SET PROBLEM =>
Please return each line from the items below that contains the word "green", copied unchanged. Case counts.

SOURCE MATERIAL =>
********

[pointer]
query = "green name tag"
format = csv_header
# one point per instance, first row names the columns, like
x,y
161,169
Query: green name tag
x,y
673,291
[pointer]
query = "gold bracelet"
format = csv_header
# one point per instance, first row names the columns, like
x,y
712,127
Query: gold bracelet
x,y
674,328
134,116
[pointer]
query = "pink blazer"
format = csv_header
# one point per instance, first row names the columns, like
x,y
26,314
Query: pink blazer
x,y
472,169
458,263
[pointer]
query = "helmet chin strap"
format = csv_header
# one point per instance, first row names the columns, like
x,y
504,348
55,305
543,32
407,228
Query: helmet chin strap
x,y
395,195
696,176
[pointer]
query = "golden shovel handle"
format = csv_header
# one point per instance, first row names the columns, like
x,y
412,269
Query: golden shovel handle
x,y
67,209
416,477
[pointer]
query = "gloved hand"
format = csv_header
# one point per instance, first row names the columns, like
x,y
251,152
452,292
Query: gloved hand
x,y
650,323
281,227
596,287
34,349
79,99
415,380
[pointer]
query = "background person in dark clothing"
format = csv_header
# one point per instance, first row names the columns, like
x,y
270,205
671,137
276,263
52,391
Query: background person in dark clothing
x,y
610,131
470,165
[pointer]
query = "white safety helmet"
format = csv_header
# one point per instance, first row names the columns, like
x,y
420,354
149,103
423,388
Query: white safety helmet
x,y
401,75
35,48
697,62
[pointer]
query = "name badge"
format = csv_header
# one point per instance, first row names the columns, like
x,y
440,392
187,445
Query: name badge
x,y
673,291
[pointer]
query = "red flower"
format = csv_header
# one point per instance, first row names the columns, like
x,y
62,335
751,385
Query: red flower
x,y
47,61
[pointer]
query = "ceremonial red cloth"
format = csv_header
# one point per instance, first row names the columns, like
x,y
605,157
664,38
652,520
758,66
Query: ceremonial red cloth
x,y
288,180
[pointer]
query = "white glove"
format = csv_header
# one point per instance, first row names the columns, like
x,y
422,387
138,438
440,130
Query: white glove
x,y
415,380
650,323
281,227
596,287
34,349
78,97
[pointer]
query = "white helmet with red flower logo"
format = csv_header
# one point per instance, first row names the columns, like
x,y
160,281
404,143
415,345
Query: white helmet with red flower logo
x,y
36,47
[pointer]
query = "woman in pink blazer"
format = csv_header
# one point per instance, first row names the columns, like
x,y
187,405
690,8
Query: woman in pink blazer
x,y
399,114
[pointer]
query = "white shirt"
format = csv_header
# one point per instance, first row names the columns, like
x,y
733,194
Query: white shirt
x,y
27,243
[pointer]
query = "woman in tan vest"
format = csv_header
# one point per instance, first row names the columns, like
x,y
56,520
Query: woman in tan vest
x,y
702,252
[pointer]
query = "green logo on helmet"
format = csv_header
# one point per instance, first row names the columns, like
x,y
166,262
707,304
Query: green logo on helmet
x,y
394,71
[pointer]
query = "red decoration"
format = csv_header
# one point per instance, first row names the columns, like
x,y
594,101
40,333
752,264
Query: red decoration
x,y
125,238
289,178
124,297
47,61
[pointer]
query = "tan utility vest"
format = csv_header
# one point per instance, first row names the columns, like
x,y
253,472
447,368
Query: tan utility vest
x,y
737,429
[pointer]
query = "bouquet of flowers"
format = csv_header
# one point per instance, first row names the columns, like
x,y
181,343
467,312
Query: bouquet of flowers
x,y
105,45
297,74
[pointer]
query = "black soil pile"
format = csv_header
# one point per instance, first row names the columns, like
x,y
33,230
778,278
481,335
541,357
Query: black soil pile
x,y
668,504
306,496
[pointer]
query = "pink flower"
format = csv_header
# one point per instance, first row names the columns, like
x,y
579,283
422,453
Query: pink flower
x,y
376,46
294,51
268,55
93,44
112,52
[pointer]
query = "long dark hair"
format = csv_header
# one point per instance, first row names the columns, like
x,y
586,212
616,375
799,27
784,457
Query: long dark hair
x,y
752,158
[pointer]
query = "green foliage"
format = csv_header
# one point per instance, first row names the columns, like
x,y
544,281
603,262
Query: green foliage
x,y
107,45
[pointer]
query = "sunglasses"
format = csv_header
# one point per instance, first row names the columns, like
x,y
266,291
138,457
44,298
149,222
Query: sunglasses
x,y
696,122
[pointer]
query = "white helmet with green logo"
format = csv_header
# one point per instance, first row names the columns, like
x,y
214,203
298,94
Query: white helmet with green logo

********

CORRECT RESPONSE =>
query = "green name tag"
Query: green name tag
query = "green logo on helmet"
Query: green logo on helmet
query = "green foliage"
Query: green foliage
query = "white helmet with green logo"
Query: white helmet with green logo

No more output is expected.